Beginning with the line that contains "Target: fox neck", repeat each line exactly through the end of the listing below. Pictures stay out.

DATA FOR THIS TASK
BEGIN

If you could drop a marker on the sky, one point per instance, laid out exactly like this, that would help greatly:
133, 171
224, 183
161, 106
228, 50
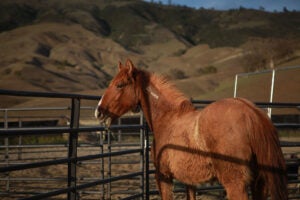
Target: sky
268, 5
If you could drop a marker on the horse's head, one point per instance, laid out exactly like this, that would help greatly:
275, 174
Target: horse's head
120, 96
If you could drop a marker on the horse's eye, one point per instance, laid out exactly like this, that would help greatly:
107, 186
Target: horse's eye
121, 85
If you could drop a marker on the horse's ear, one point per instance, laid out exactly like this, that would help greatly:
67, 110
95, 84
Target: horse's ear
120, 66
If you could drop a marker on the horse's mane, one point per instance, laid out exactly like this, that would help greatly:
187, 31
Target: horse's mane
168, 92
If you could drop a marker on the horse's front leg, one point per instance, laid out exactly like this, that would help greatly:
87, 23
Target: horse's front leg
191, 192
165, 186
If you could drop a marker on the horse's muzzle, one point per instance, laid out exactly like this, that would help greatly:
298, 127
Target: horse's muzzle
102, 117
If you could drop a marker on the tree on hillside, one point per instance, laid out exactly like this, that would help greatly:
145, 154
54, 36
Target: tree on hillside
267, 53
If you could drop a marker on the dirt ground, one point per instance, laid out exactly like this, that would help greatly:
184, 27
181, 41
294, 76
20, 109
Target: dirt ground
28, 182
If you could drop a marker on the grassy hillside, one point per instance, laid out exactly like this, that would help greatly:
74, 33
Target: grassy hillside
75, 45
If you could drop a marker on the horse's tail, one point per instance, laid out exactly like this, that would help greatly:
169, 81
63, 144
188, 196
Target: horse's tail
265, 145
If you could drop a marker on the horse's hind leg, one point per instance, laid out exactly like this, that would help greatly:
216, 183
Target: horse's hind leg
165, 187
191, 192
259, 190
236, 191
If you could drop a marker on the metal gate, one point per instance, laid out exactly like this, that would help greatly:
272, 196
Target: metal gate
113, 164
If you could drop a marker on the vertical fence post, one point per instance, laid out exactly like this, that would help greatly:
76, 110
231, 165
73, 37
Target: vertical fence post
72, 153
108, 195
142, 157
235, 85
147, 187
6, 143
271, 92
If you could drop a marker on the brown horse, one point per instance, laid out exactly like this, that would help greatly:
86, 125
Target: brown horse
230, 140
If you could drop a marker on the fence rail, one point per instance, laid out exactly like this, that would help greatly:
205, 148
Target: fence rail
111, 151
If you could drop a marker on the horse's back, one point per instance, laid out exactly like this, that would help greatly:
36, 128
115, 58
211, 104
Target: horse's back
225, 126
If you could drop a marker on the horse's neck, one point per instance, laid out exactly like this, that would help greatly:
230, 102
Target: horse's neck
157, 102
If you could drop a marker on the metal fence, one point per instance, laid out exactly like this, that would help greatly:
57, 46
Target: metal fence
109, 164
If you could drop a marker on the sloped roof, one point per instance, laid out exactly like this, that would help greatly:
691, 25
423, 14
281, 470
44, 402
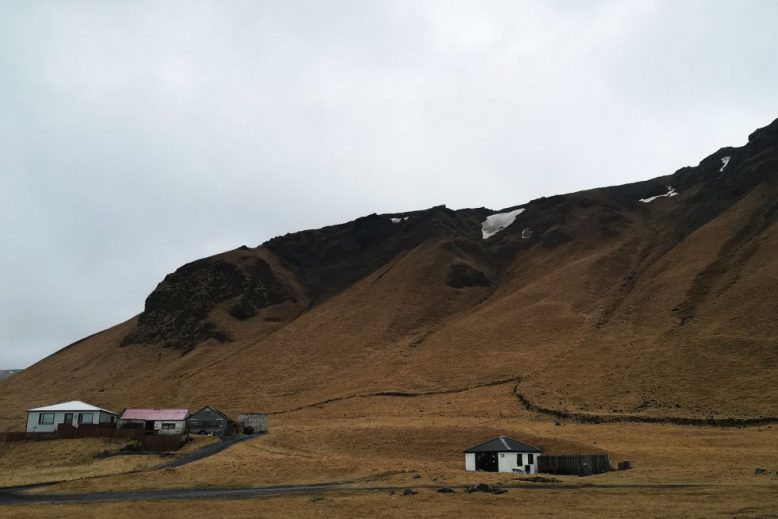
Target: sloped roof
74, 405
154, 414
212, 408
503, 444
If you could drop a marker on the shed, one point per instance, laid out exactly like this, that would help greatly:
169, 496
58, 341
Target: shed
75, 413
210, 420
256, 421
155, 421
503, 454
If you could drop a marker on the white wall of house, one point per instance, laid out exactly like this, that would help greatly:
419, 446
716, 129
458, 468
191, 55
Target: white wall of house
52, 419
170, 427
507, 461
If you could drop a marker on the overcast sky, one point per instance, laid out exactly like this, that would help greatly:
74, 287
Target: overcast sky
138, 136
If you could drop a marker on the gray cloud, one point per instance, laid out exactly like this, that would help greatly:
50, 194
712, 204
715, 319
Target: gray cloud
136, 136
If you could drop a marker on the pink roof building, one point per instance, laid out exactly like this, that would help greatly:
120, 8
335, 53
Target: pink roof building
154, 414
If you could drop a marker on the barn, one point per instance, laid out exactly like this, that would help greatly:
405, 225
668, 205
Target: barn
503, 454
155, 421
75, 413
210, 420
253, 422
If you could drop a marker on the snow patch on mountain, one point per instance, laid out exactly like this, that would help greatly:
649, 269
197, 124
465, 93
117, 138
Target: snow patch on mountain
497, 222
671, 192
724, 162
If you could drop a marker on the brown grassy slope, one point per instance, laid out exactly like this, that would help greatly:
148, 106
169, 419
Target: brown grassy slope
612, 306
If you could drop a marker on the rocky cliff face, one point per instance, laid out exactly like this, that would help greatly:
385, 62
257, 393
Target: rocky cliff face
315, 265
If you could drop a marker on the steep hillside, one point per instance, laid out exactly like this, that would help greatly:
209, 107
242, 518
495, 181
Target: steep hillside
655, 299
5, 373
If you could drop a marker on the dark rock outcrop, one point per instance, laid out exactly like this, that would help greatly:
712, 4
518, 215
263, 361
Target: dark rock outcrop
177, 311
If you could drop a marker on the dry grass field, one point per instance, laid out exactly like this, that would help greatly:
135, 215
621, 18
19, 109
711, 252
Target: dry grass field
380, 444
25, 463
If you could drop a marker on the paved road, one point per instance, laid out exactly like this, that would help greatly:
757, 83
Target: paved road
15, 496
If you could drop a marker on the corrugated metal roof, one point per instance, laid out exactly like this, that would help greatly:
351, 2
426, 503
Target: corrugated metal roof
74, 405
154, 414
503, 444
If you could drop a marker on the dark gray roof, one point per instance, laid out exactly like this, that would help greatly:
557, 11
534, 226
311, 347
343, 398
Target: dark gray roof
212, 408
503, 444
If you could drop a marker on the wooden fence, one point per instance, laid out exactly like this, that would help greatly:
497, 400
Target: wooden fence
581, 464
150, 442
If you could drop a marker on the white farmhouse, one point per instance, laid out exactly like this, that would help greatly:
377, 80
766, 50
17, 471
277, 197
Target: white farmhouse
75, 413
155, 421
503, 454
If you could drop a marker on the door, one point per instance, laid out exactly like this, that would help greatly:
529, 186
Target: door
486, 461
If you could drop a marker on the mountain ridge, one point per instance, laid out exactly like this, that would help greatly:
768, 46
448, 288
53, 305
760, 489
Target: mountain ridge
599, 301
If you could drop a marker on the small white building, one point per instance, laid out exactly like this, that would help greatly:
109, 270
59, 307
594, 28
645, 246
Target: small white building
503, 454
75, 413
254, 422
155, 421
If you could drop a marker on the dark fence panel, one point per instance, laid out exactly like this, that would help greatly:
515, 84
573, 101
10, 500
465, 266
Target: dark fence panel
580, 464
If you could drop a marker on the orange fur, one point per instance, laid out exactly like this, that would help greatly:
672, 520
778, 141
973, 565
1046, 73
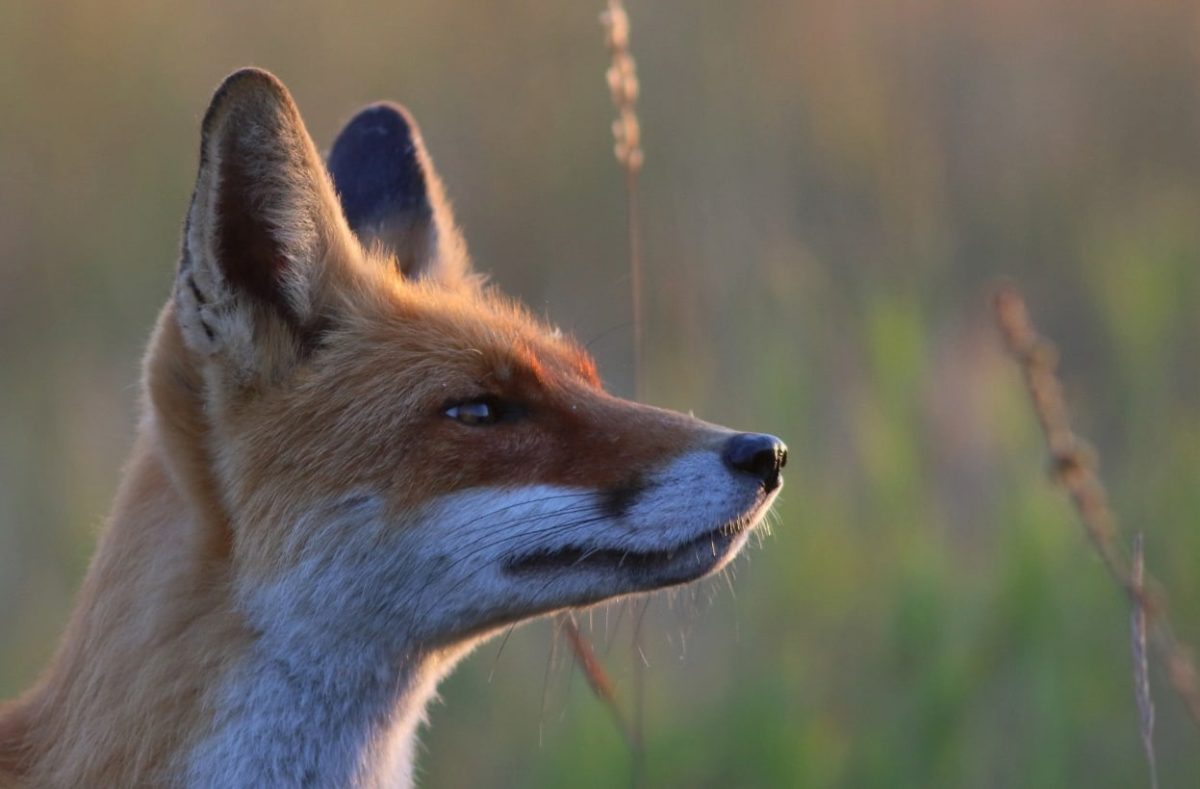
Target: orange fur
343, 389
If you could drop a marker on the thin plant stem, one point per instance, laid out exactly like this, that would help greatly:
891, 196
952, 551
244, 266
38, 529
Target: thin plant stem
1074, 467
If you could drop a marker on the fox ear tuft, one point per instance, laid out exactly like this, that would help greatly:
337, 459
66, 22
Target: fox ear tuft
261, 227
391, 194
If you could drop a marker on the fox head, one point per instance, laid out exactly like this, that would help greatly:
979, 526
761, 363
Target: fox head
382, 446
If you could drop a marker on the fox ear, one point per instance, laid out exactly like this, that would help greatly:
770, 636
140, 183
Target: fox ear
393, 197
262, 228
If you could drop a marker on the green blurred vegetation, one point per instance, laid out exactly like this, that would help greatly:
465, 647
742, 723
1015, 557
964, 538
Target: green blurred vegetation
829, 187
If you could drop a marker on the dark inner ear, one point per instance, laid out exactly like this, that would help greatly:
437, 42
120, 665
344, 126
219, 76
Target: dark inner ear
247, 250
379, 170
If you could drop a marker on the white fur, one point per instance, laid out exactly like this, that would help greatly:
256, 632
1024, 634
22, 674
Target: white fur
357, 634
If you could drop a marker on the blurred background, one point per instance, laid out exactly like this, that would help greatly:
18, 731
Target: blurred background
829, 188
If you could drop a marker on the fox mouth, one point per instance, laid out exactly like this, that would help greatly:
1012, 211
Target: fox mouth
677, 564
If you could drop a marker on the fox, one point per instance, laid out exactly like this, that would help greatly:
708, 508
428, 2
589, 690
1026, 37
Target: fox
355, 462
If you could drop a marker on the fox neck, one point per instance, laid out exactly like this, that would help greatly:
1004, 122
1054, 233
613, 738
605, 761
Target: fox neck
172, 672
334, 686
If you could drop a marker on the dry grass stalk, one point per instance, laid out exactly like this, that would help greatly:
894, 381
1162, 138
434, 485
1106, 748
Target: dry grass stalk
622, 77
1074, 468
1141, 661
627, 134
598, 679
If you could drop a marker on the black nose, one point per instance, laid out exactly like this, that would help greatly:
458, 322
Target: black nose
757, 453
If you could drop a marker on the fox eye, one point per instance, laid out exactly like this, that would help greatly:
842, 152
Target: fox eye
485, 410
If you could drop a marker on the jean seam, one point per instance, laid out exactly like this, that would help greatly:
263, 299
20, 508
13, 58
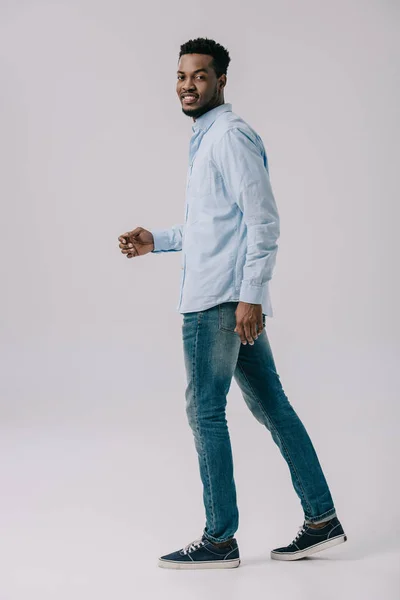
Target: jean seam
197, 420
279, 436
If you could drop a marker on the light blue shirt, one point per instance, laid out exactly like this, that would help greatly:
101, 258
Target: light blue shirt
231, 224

END

WRITTEN RESPONSE
Target: fox neck
172, 672
334, 686
If you could drop a marker on the dry grass stalk, one point per instance, laid out exactly like this, that would help greatly:
894, 381
1162, 138
434, 485
1106, 748
Target: dry grass stalk
622, 77
1074, 468
1141, 661
627, 134
598, 679
If you could drop a marker on the black nose, one point per instance, laid out exactly like this, that would help greatly:
458, 322
Target: black nose
757, 453
If you could drop a marker on the fox eye, one point per instance, laid out exactly like this, that would help greatly:
842, 152
Target: fox eye
485, 410
If you could drop a marker on the jean seam, one point per instance, laid out exactly like this, that would help greatly:
263, 299
20, 508
13, 58
Target: jean seam
197, 420
279, 436
If you could drop a marker on the light blue shirt, one point per instance, laid out exactly like this, that would help greatly:
101, 258
Target: light blue shirt
231, 224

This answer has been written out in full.